### READING PASSAGE
◆ ◆ ◆ ◆ ◆

Next up: the Kor-Ingalls route on Castleton Tower, the Ancient Art spire in the Fisher Towers, some soft-rock spires in Arches National Park. Then Zion. Then Montana. Then Squamish in the first week of June with Hannah Waight, Katie Faulkner, and Tyler, then Yosemite later in June. Jeff and Monica will be joining us in Yosemite for five days of cranking.
Chronological Summary:
-Paris was awesome. Great food, Rodin Museum, Musee D'Orsay, Notre Dame Cathedral, dungeons.
-Blois for some scenic countryside, chateaus and bike riding.
-Palace of Versailles. Louis XIV was way too into himself, the palace was way too crowded.
-Picardy, north of Paris: trench warfare was messed up.
-Gunks with Karen and Dunbar, met by Jeff and Monica.
-Chilling and packing in NYC, visiting friends in Boston, visiting Mat Tobacco in Ithaca (wooo!).
-Niagara Falls is mind-blowingly massive.

◆ ◆ ◆ ◆ ◆

### PROVIDED RECORDS

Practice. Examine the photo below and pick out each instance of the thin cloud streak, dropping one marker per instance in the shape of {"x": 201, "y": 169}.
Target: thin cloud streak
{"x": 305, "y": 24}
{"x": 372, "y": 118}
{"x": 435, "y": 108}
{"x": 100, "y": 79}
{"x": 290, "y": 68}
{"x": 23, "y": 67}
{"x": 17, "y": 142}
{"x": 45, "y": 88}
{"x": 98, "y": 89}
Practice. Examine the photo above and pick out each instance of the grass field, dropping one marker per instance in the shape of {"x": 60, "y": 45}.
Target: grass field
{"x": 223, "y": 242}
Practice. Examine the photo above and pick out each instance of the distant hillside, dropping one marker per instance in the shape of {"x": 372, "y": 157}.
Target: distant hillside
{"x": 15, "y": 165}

◆ ◆ ◆ ◆ ◆

### TASKS
1. Please rewrite the paragraph of the trip post beginning "Next up:" as a short list of the planned stops, keeping the main facts.
2. According to the trip post, where did the visit with Mat Tobacco take place?
3. Decide whether each statement agrees with the trip post, and quote the words that settle it.
(a) The palace at Versailles was crowded.
(b) Blois was visited mainly for its museums.
(c) Squamish is planned for the first week of June.

### TASK-BY-TASK RESULTS
1.
- Kor-Ingalls route on Castleton Tower
- Ancient Art spire in the Fisher Towers
- Soft-rock spires in Arches National Park
- Zion
- Montana
- Squamish, first week of June, with Hannah Waight, Katie Faulkner, and Tyler
- Yosemite, later in June, with Jeff and Monica joining for five days of cranking

2. Ithaca.

3.
(a) Yes: "the palace was way too crowded."
(b) No: "Blois for some scenic countryside, chateaus and bike riding."
(c) Yes: "Then Squamish in the first week of June."